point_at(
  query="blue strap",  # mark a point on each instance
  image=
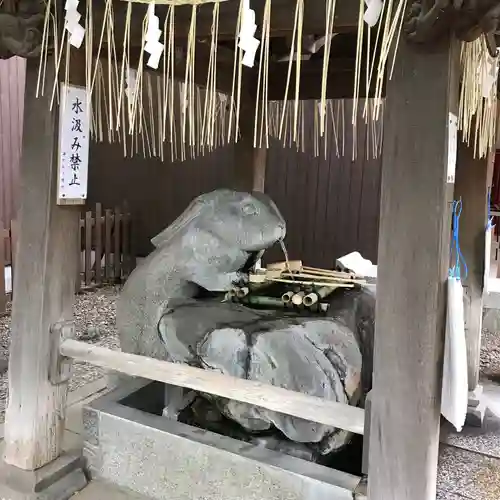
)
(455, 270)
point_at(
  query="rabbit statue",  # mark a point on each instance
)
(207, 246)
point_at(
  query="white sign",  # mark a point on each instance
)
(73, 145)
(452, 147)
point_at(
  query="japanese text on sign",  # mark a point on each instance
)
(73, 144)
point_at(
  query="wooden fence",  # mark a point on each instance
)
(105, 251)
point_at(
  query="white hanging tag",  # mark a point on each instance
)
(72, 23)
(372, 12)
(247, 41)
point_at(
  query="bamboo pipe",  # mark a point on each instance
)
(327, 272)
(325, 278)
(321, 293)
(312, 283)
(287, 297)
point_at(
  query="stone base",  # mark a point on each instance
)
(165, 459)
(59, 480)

TO BE DONE => Leave the images out, please, and restate each line word for word.

RESPONSE =>
point_at(
  query="blue strap",  # mark a point on each instance
  image=
)
(455, 270)
point_at(
  query="rabbit statue",  # mark a point on each instance
)
(207, 246)
point_at(
  query="white sign",  # mark a point on each instance
)
(73, 145)
(452, 147)
point_at(
  query="japanese text on sign",  # mark a point on each instance
)
(73, 144)
point_at(
  query="wooden fence",  # mark a point on each instance
)
(105, 251)
point_at(
  query="white hanging tag",  # mark a point on each instance
)
(72, 23)
(372, 12)
(247, 41)
point_at(
  query="bamboo pipe",  # mark a point on each instance
)
(327, 272)
(325, 278)
(321, 293)
(312, 283)
(287, 297)
point_at(
  query="stone base",  # mark a point on each instance
)
(165, 459)
(59, 480)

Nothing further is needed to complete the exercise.